◆ EXCERPT PROVIDED:
-=-=-=-=-

There’s just a few more things to do after tackling one of my favorite parts last night—window treatments.
Here’s the space a few days ago:
It was feeling a little cold and empty. I needed to bring some softness to the space, and flowy curtain panels are always great for that. Not only that, but this room has zero pattern (aside from subtle striped sheets). Everything is a solid color. Boring!
I knew from the very beginning that I wanted navy toile. I considered using it in the bedding but decided that it would be more commanding on curtains. Remember my mood board?
Yep, they were in there.
After scouring the internet for the best deals and coming up short (literally) when trying to find curtains long enough in the right fabric, I commissioned a seller on Etsy to sew some custom panels for me. I went with two 50×94″ panels and it came to $96 shipped (which is actually not bad compared to other places online). It was worth it.
Then I had to figure out how to mount these. I couldn’t use a traditional curtain rod because there was a wardrobe in the way, and the top of the door is 2″ from the ceiling. That meant I had to come up with a ceiling mounted solution. I found tons of tutorials on Pinterest using galvanized metal pipes and fittings, but even those methods would make the curtain rod stick out too far.
So I went to Lowe’s and found this 1/2″ copper pipe (in the plumbing section) for around $10:
It came in 10′ sections which was perfect, I didn’t even need it trimmed down. I preferred this over the 1/2″ galvanized pipe because a) it was $5 cheaper, and b) it was super light weight (the galvanized steel is so heavy!)
To hold it up to the ceiling, I grabbed a bag of these plastic U shaped brackets for a couple bucks (that makes this 10′ curtain rod around $12 total… nice!) I couldn’t find any metal brackets (I think those are in the electrical section) but the copper pipe is so light, and everything would be spray painted black so the material didn’t matter.
After giving the pipe a good buff with steel wool, it was time to paint.
I used a satin black for both the pipe and brackets (it’s shiny here but dries satin).
Once dry, it was time to hang!
Since we weren’t drilling into studs (just bead board & drywall) and didn’t want to deal with inserts, we used wall dog screws (best invention ever) which grip the drywall so well that you don’t need inserts.
We attached the first clamp all the way up to the corner of the crown…
Then a clamp in the middle to keep it from bowing…
Then a third a the end. The first end was in a corner and would be completely hidden by the bracket/curtains, and I used a small glass cabinet knob to plug the visible end.
When I was at Ikea earlier in the year, I picked up a couple packs of these curtain rings. I thought I might need them for the living room but that didn’t happen—luckily they were perfect for this occasion:
After trying out a few possible ways to hang them, I decided to clip them in the back so you wouldn’t see the clips.
It makes for a nice, clean look when hung. And I’m happy to report that the paint doesn’t chip off when the rings slide across (I think buffing with steel wool helped).
And here they are!
I snapped a couple shots after we finished up as the sun was setting…
And then a few more this morning at sunrise…
There’s just something about navy and toile…
It adds the perfect touch of french farmhouse.

-=-=-=-=-

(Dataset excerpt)
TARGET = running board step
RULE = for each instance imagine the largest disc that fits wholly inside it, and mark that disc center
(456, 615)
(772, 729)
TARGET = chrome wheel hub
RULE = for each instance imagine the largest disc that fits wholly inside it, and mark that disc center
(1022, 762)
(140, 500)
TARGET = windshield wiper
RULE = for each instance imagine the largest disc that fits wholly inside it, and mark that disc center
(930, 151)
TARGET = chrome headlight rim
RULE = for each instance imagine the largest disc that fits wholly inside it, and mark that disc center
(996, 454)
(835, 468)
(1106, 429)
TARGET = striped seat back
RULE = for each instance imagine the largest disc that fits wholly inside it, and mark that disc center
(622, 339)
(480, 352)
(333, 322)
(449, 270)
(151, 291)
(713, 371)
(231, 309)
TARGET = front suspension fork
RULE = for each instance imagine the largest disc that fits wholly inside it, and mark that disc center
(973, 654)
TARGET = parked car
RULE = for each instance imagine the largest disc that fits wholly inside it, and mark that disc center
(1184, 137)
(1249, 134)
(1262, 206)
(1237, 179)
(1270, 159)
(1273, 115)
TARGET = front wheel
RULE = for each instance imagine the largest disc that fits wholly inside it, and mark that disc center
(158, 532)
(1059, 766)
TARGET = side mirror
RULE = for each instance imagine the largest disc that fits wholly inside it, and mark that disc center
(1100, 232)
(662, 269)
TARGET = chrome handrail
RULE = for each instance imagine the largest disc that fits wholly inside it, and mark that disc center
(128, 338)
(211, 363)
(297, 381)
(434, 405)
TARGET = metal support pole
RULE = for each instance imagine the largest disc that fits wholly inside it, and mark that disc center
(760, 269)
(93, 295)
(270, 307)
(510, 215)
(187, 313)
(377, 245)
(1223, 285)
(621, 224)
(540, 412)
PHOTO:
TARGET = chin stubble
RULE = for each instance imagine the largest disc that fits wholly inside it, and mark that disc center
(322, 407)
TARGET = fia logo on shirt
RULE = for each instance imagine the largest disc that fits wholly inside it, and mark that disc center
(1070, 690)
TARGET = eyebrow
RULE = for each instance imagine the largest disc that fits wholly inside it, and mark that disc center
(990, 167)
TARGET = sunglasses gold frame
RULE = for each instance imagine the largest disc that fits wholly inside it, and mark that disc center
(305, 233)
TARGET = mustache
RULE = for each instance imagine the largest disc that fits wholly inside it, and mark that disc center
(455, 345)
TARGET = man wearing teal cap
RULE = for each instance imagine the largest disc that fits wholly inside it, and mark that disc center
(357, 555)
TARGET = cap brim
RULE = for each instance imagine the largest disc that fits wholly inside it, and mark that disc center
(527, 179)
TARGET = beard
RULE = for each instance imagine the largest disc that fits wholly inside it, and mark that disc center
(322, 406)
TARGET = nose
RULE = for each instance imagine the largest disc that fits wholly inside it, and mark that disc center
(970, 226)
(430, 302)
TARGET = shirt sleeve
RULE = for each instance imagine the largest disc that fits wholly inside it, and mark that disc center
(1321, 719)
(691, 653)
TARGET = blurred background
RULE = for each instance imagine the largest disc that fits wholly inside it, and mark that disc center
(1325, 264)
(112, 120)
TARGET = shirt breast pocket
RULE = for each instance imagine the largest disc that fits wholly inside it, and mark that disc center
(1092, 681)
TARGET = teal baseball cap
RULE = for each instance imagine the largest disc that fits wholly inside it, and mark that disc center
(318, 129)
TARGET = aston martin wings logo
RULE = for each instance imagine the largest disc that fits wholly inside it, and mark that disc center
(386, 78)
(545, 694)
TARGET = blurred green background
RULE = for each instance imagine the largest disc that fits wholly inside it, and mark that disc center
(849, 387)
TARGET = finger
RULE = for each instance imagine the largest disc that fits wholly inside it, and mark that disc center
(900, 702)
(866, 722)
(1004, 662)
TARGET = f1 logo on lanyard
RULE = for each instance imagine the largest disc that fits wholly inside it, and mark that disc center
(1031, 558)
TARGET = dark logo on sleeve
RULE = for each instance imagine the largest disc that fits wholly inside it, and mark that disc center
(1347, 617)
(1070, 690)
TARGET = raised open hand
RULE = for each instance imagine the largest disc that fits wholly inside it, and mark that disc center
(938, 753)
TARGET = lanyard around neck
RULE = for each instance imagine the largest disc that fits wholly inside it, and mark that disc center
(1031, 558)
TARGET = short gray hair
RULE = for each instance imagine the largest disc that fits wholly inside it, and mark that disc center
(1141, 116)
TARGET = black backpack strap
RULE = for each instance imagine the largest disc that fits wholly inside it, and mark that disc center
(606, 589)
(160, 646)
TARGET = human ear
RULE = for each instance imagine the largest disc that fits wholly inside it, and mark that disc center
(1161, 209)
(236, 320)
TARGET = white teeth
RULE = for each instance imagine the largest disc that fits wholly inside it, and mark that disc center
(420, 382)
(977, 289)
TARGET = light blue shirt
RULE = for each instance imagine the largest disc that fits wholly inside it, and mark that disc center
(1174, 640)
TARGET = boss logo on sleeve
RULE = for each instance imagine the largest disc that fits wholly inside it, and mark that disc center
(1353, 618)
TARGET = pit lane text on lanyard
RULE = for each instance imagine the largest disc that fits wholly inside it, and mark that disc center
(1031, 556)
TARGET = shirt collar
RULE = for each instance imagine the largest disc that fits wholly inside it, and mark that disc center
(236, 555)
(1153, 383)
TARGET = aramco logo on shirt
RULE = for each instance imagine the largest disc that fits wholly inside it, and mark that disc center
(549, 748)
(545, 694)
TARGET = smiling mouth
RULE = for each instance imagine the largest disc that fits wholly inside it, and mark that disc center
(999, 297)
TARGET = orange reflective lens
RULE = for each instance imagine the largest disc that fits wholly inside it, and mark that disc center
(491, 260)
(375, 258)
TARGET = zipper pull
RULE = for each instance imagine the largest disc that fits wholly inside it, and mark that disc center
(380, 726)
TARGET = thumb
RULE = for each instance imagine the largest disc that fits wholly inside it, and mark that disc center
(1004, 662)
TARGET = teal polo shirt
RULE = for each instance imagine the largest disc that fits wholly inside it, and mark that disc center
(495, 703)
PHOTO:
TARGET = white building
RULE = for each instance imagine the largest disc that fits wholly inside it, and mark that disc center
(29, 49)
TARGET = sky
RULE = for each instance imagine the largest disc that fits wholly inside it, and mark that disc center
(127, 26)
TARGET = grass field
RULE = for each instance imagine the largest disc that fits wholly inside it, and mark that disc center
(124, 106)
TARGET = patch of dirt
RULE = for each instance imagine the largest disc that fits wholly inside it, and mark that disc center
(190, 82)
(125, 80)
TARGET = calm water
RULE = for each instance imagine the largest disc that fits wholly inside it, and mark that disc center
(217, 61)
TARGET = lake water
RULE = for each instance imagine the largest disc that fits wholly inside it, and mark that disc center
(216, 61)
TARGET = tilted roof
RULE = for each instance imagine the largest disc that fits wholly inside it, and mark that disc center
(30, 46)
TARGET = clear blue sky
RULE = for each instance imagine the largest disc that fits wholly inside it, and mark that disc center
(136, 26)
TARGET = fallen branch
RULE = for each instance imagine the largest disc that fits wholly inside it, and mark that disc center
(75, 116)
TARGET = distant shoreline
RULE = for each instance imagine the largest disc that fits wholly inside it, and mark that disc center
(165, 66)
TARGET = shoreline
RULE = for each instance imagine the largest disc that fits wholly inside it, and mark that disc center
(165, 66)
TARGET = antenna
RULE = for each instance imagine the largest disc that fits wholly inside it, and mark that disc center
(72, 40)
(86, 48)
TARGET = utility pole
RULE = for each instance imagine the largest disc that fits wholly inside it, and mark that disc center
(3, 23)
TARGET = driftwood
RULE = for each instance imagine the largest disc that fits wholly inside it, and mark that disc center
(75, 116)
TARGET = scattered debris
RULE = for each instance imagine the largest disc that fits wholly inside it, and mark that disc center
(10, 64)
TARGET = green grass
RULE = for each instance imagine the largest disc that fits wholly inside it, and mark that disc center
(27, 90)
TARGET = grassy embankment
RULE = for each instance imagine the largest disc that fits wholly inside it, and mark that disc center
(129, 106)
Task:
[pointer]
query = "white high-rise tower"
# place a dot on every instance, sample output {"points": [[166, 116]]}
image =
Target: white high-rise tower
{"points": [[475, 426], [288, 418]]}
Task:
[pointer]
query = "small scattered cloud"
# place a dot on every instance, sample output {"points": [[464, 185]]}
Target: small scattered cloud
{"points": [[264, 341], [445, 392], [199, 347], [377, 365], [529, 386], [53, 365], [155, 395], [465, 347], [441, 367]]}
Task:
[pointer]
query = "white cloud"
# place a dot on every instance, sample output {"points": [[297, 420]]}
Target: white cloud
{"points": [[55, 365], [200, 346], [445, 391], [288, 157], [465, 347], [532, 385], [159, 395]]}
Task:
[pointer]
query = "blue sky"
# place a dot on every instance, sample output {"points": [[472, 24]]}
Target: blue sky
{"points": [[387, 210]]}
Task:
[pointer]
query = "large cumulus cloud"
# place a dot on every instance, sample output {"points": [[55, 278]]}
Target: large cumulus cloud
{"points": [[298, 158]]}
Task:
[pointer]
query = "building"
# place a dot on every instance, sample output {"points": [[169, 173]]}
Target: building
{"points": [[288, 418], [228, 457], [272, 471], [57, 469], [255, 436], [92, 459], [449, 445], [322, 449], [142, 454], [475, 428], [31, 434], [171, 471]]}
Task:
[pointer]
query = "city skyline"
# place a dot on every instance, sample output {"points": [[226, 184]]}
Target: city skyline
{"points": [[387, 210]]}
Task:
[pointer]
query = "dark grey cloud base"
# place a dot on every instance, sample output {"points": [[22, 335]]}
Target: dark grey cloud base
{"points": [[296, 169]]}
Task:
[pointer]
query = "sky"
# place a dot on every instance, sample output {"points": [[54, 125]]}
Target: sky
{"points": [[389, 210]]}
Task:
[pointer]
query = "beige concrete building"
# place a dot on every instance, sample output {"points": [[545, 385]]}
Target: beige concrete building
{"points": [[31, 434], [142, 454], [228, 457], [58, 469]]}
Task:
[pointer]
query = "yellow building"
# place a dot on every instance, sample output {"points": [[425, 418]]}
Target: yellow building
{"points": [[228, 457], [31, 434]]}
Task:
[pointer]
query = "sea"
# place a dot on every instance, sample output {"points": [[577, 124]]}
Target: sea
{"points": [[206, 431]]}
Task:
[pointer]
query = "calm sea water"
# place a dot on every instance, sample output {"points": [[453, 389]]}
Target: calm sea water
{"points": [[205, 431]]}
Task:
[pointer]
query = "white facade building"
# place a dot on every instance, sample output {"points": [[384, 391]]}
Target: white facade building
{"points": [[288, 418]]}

-=-=-=-=-

◆ TASK 1:
Report every line of the records that contains the string "wheel".
◆ TASK 2:
Pick up the post about hanging navy toile curtains on a copper pipe rod and keep writing from the point where it stops.
The text and the records have nothing to do with each other.

◆ REPLY 1:
TARGET = chrome wheel hub
TARGET = front wheel

◆ REPLY 2:
And also a bit of romance next to the chandelier.
Here’s a shot looking into the mirror…
Sigh. I’m just in love. Curtains make such a difference. Every week this room takes on a slightly different feeling with every change we make. It’s so fun watching it evolve. In less than two weeks it will be complete!
About your DIY Curtain rods… how did you cap off the one end? It looks like a little glass knob.. what did you use and how did you secure it in place? Thanks!
I say buy another chair in a different color. One that pops. I love your color choices, but to me I love a room that has just one thing in it that is kind of bold. And as far as the TV goes, I think I would find another room to put that bad boy in and buy a small radio or stereo. Because one day, watching the way you decorate and all of the DIY you do, you might want to decorate your mantle and it just won't look right with the TV above it. Your home is turning out to be so beautiful. Thank you for sharing it with us and giving us ideas as well. Good luck on your decision.
Janet Grey says
I like the chair and ottoman – and those curtains are fantastic!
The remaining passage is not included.